Work to be completed
Reproduce the part of the listing that opens with the line containing "Target: grey cloud" and closes with the listing's final line, including both of those lines.

— Begin —

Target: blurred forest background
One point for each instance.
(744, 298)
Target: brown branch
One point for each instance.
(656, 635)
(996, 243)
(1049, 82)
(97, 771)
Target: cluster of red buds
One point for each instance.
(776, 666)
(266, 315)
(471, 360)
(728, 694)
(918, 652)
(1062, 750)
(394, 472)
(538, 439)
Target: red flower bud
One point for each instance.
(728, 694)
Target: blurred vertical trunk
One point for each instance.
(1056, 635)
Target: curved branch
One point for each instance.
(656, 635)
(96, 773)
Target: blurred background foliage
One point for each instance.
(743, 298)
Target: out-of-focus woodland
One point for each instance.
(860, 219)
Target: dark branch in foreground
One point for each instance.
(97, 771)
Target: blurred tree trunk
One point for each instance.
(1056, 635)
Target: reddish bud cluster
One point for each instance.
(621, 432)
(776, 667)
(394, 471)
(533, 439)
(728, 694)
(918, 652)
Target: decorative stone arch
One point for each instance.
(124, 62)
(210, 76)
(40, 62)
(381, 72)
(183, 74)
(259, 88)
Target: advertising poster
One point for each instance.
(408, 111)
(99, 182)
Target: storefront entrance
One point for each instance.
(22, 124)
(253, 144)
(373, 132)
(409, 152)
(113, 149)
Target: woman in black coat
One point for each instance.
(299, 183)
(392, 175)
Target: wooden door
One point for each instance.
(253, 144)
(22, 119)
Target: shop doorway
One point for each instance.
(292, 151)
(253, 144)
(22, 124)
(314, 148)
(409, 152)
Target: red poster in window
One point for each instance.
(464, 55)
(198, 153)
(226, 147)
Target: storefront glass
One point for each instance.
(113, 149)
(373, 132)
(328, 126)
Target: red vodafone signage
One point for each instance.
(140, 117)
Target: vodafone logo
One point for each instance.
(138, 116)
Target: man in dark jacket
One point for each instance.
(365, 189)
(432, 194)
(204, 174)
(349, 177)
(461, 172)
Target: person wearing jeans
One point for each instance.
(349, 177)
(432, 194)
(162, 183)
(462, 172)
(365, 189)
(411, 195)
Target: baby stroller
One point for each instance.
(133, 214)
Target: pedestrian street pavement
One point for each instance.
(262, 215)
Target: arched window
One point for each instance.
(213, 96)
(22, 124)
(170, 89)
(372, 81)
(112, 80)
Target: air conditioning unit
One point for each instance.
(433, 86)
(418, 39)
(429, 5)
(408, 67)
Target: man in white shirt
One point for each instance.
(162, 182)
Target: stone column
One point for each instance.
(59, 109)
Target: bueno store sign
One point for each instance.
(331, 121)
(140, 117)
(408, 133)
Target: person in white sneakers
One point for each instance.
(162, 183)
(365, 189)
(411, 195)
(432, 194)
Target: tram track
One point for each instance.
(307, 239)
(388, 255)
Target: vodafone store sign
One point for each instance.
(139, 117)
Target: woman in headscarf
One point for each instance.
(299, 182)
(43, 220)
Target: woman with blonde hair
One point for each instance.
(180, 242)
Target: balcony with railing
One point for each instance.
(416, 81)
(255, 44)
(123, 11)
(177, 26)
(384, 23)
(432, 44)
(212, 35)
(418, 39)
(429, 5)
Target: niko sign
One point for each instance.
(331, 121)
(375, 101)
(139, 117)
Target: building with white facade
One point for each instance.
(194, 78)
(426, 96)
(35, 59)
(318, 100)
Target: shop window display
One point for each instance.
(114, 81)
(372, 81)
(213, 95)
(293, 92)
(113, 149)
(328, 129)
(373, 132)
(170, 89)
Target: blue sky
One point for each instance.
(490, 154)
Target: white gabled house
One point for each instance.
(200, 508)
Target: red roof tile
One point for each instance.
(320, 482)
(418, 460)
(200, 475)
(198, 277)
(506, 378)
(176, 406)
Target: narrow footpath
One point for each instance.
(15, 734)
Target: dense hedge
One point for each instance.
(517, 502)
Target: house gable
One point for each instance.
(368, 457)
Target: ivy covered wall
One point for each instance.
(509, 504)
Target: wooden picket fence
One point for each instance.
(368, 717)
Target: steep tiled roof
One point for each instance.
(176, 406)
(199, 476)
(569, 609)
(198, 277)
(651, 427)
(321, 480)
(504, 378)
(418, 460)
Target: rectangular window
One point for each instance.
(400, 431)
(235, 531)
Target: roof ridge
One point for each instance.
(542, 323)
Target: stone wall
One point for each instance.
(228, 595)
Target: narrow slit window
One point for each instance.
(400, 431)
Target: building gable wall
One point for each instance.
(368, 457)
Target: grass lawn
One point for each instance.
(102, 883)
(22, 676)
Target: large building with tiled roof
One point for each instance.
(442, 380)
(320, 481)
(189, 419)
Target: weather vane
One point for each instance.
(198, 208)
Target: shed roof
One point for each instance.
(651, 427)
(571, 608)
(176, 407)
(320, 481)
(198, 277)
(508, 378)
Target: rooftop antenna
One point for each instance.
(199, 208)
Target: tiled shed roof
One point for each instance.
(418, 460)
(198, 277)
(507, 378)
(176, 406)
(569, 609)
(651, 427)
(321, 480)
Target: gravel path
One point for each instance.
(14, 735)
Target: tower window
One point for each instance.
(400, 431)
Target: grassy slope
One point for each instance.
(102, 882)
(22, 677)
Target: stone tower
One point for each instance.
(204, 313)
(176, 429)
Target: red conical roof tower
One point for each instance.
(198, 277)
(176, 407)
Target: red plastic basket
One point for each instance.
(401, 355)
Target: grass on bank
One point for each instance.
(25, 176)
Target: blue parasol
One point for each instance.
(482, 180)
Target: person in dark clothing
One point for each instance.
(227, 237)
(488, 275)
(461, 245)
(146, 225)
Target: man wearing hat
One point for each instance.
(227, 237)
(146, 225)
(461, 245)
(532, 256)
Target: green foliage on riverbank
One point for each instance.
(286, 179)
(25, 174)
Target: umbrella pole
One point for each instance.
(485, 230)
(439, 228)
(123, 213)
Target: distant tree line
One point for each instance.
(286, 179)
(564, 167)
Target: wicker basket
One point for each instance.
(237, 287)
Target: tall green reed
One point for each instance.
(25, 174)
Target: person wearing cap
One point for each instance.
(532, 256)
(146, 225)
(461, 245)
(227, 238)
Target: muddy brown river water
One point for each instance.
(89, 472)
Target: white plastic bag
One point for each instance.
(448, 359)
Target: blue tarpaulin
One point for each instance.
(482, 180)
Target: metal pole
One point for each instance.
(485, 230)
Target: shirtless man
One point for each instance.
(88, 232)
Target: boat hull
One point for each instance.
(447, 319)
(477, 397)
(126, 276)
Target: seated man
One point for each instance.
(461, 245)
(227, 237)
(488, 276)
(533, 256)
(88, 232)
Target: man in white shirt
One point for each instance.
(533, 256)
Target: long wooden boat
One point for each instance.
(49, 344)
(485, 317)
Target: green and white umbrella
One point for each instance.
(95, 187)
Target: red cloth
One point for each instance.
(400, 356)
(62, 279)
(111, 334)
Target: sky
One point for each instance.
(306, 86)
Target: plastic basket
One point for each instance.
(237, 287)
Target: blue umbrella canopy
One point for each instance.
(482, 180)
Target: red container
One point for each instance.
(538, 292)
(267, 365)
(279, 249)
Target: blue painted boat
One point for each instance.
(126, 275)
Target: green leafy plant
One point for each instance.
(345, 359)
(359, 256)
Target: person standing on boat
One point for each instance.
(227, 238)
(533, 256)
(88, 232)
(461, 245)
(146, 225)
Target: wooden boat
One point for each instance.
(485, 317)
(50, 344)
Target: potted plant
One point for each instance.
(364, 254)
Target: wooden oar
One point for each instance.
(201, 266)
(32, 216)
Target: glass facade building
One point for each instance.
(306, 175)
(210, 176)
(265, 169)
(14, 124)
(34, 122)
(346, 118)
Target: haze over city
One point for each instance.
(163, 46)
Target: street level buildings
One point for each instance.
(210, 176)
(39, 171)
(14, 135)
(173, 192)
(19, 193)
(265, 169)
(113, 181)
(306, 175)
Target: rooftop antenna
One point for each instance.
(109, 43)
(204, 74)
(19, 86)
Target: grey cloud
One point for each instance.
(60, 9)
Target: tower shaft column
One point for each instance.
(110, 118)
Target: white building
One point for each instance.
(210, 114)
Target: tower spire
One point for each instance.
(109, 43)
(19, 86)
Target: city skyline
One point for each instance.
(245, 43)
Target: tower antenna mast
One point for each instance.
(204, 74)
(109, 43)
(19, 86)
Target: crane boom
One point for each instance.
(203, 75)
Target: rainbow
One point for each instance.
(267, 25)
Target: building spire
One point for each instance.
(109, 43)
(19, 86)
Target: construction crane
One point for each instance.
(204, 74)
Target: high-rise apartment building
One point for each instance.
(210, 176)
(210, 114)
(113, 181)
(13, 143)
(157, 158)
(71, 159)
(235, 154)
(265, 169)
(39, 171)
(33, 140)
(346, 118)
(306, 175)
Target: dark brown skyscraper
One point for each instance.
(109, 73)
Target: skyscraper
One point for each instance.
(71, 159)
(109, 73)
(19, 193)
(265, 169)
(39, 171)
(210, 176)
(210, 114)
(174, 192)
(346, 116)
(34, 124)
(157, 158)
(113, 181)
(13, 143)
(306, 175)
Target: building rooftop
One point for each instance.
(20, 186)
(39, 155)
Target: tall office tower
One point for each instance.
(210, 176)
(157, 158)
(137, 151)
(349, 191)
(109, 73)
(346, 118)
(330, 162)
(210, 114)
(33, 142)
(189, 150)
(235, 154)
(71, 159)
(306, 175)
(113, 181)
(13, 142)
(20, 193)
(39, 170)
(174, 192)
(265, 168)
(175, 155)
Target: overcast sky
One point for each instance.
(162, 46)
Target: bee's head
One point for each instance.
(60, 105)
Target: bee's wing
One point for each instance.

— End —

Complete response
Target: grey cloud
One point for each instance.
(60, 9)
Target: tower shaft column
One point for each instance.
(110, 118)
Target: white building
One point for each instance.
(210, 114)
Target: tower spire
One point for each instance.
(109, 43)
(19, 86)
Target: city skyline
One point for each instance.
(245, 43)
Target: tower antenna mast
One point for each instance.
(204, 74)
(109, 43)
(19, 86)
Target: crane boom
One point for each instance.
(203, 75)
Target: rainbow
One point for each instance.
(267, 25)
Target: building spire
One point for each instance.
(109, 43)
(19, 86)
Target: construction crane
One point for each instance.
(204, 74)
Target: high-rise apartment building
One point for each instance.
(210, 176)
(210, 114)
(113, 181)
(13, 143)
(157, 158)
(71, 159)
(235, 154)
(265, 169)
(39, 171)
(33, 140)
(346, 118)
(306, 175)
Target: dark brown skyscraper
One point for each instance.
(109, 73)
Target: skyscraper
One point for each instance.
(71, 159)
(109, 73)
(19, 193)
(265, 169)
(39, 171)
(210, 176)
(210, 114)
(174, 192)
(346, 116)
(34, 124)
(157, 158)
(113, 181)
(13, 143)
(306, 175)
Target: building rooftop
One point for each instance.
(20, 186)
(39, 155)
Target: tall office tower
One point for each instance.
(210, 176)
(157, 158)
(137, 151)
(349, 191)
(109, 73)
(346, 118)
(330, 162)
(210, 114)
(33, 142)
(189, 150)
(235, 154)
(71, 159)
(306, 175)
(113, 181)
(13, 142)
(20, 193)
(39, 170)
(174, 192)
(265, 168)
(175, 155)
Target: overcast sky
One point for each instance.
(162, 46)
Target: bee's head
One point for each instance.
(60, 105)
Target: bee's wing
One point for each instance.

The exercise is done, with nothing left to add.